**Textauszug:**

Wenn man schon am Ende der Radsaison kurzfristig einmal beruflich ein Seminar in Hamburg, genauer gesagt in HH-Bergedorf besuchen soll, dann muss man auch nach Feierabend noch irgendwie das Beste herausholen, wenn man nicht mit den Kollegen in einer der üblichen verdächtigen Ecken des Großstadtdschungels versacken will.
So ergab die Recherche, dass Bergedorf zwar zu HH gehört, aber quasi wie eine Kleinstadt für sich östlich des Getümmels liegt und man sogar im Umland einige dünn besiedelte Quadratkilometer Landschaft finden kann.
Auch wenn der Ort den verlockenden Namen Bergedorf trägt, so gibt es hier weder Berge noch Dorf.
Zweistellige Höhenangaben sind dem Autor nicht fremd, aber dass nur noch eine einzelne Ziffer auf dem Garmin-Display die Höhenangabe sein soll und manchmal sogar nur eine Null dort steht, geht einem Freund gebirgiger Gegenden schon fast aufs Gemüt.
Zum Glück mischt sich bisher der Vorgesetzte nicht ungünstig in die Wahl des Verkehrsmittels zur Anreise ein und so kann das Rennrad den Platz einnehmen, wo normalerweise ein Stapel Messgeräte und ein Schreibtischstuhl im Auto stehen.

**Bereichsbeschreibungen in natürlicher Sprache:**
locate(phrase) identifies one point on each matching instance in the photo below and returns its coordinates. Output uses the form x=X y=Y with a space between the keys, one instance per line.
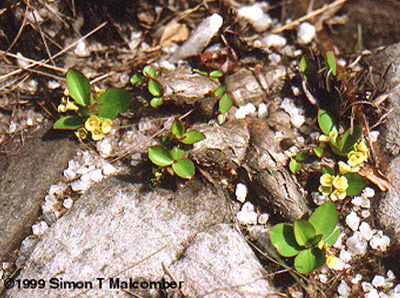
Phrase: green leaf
x=309 y=260
x=191 y=137
x=331 y=62
x=325 y=122
x=178 y=128
x=356 y=184
x=303 y=231
x=294 y=166
x=318 y=151
x=69 y=123
x=149 y=72
x=303 y=64
x=325 y=169
x=156 y=101
x=114 y=101
x=349 y=139
x=219 y=91
x=332 y=237
x=324 y=219
x=177 y=153
x=225 y=103
x=78 y=87
x=216 y=74
x=136 y=79
x=282 y=238
x=221 y=119
x=184 y=168
x=302 y=155
x=155 y=88
x=160 y=156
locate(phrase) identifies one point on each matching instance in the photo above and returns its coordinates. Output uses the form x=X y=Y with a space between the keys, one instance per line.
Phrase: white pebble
x=378 y=281
x=108 y=169
x=366 y=231
x=344 y=289
x=357 y=244
x=40 y=228
x=262 y=110
x=273 y=41
x=68 y=203
x=368 y=192
x=345 y=255
x=247 y=207
x=306 y=33
x=353 y=221
x=263 y=218
x=243 y=111
x=247 y=218
x=241 y=192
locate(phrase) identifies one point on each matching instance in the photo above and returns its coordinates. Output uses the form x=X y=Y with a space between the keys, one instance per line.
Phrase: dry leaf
x=174 y=32
x=375 y=176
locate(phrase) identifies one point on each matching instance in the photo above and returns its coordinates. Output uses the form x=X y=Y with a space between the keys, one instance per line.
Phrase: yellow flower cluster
x=97 y=126
x=67 y=105
x=355 y=159
x=334 y=187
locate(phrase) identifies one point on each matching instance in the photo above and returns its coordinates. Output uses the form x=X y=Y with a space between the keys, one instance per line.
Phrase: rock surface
x=121 y=229
x=24 y=165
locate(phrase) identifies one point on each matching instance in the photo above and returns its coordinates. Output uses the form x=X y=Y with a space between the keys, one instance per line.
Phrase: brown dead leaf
x=375 y=176
x=174 y=32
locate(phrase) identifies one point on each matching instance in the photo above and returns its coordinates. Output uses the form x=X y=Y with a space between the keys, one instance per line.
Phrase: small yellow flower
x=106 y=126
x=97 y=134
x=326 y=180
x=93 y=123
x=340 y=183
x=356 y=158
x=81 y=133
x=362 y=147
x=326 y=191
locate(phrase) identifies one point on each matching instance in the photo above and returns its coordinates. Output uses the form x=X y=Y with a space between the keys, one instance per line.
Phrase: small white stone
x=367 y=287
x=378 y=281
x=243 y=111
x=357 y=244
x=247 y=207
x=241 y=192
x=108 y=169
x=68 y=203
x=345 y=255
x=353 y=221
x=262 y=110
x=344 y=289
x=263 y=218
x=247 y=218
x=355 y=280
x=366 y=231
x=40 y=228
x=273 y=41
x=305 y=33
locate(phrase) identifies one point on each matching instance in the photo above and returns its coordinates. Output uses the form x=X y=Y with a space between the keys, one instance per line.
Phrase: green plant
x=342 y=180
x=174 y=161
x=225 y=102
x=95 y=110
x=149 y=78
x=307 y=240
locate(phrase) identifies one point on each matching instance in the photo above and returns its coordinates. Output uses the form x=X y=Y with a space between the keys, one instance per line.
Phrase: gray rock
x=27 y=171
x=122 y=230
x=219 y=263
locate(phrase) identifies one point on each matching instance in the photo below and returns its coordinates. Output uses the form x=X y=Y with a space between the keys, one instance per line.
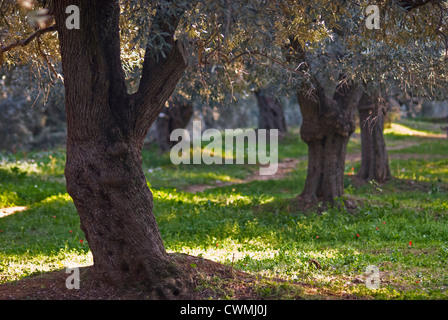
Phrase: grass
x=402 y=228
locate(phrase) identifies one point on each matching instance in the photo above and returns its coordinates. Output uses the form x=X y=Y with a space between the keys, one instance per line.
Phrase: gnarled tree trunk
x=271 y=112
x=326 y=128
x=374 y=159
x=106 y=128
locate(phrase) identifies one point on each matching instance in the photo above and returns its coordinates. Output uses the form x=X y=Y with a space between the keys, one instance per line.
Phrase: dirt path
x=285 y=167
x=289 y=164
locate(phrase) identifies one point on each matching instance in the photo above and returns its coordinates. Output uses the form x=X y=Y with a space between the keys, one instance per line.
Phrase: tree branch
x=25 y=42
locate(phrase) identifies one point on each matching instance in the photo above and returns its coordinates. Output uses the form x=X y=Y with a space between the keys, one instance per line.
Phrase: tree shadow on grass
x=211 y=280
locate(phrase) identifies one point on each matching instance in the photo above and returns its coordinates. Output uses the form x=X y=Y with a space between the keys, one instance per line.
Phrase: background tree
x=374 y=159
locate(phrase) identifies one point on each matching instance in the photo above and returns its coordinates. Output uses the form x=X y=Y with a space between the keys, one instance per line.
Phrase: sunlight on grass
x=252 y=226
x=399 y=129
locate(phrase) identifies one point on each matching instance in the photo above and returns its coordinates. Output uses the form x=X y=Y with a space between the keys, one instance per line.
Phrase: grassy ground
x=401 y=228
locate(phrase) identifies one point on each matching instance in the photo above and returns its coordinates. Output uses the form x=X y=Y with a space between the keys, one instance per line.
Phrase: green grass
x=253 y=225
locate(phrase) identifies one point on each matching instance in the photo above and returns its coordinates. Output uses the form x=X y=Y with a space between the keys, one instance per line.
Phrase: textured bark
x=176 y=116
x=106 y=128
x=326 y=128
x=271 y=113
x=374 y=159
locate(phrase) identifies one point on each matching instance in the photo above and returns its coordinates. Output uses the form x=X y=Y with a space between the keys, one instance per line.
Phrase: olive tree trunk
x=176 y=116
x=326 y=128
x=374 y=159
x=106 y=128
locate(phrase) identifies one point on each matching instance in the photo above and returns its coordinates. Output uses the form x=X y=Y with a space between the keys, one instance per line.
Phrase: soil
x=202 y=273
x=285 y=167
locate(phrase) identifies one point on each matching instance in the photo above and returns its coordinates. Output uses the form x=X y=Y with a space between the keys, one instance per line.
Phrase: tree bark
x=106 y=128
x=326 y=128
x=271 y=113
x=176 y=116
x=374 y=159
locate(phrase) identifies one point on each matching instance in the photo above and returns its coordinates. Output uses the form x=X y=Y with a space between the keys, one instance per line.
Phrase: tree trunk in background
x=176 y=116
x=374 y=159
x=106 y=128
x=326 y=128
x=271 y=113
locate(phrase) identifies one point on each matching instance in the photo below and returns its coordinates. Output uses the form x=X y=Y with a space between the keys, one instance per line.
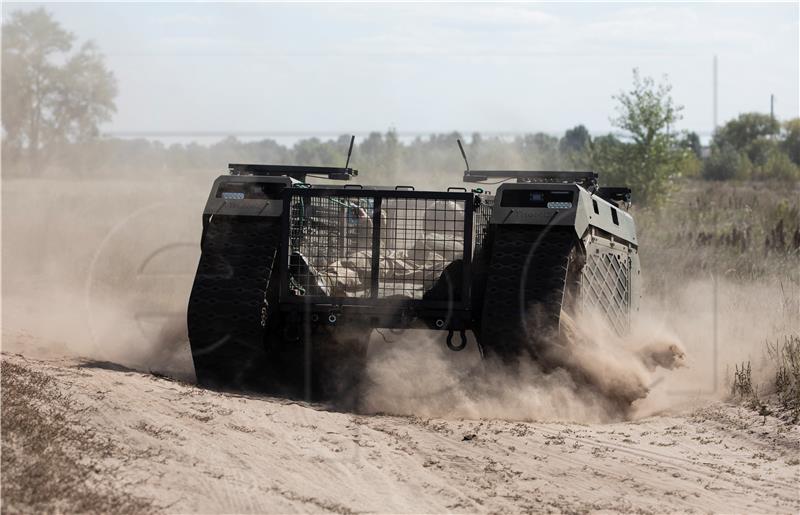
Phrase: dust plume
x=101 y=269
x=668 y=361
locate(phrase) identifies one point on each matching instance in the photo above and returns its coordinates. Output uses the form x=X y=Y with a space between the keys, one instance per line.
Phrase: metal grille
x=374 y=244
x=606 y=286
x=483 y=214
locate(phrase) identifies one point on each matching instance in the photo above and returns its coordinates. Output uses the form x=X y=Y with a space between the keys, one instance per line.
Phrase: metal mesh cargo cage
x=358 y=246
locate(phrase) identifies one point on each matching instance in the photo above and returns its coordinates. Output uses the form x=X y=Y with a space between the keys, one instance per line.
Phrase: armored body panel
x=293 y=277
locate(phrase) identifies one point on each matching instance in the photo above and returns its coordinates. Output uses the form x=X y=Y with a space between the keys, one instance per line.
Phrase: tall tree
x=49 y=95
x=651 y=155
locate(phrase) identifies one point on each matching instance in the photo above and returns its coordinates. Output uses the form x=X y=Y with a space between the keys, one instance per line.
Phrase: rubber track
x=231 y=291
x=522 y=304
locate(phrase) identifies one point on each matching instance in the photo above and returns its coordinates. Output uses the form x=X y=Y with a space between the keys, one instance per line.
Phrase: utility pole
x=715 y=92
x=772 y=106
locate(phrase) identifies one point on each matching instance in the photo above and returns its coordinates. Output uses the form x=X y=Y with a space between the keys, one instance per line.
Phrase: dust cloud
x=103 y=269
x=670 y=360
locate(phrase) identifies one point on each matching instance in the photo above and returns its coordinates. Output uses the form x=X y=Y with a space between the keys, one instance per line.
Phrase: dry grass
x=781 y=390
x=48 y=463
x=744 y=231
x=786 y=358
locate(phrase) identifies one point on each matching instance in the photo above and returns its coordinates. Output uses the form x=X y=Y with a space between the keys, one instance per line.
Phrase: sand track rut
x=193 y=450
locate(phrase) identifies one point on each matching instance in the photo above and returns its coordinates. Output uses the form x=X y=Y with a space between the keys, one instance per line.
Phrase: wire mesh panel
x=419 y=239
x=606 y=286
x=330 y=244
x=377 y=244
x=483 y=214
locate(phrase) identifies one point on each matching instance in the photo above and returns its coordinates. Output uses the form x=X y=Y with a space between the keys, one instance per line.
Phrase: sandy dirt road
x=184 y=449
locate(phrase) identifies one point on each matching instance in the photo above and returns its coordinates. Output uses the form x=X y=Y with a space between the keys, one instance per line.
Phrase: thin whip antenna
x=350 y=151
x=463 y=154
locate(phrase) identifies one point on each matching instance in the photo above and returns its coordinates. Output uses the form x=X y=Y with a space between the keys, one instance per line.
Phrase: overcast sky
x=337 y=68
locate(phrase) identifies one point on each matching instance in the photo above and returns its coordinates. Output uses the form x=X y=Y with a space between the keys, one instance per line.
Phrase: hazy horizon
x=203 y=71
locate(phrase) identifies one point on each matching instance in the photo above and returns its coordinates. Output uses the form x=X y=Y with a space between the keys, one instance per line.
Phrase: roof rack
x=586 y=179
x=295 y=172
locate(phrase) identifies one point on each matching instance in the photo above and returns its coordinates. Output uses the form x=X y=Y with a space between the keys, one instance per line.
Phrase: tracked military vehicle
x=294 y=276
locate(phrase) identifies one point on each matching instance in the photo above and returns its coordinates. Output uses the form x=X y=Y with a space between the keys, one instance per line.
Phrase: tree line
x=55 y=96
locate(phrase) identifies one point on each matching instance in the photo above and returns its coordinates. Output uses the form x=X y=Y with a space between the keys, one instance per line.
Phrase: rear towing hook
x=463 y=344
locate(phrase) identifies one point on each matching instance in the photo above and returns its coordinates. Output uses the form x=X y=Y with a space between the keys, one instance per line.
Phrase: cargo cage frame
x=390 y=309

**Aufgabenliste:**
a: Was steht laut dem Textauszug über Bergedorf manchmal als Höhenangabe auf dem Garmin-Display?
b: Greifen Sie den Textauszug über die Seminarreise nach Bergedorf nach seinem letzten Satz auf und führen Sie ihn weiter.

**Gelöste Aufgaben:**
a: Manchmal steht dort nur eine Null.

b:
Da an maximal zwei Feierabenden eine Gelegenheit zu einer Radrunde sein würde, kamen drei verschiedene kurze Runden in den Speicher des Garmins, in der Hoffnung, dass vielleicht zwei davon abgearbeitet werden könnten.
Der Wetterbericht versprach für den ersten Tag sehr warmes und sonniges Wetter und für den zweiten Tag aber Regen, der dann aber entgegen aller Aussicht nicht kam.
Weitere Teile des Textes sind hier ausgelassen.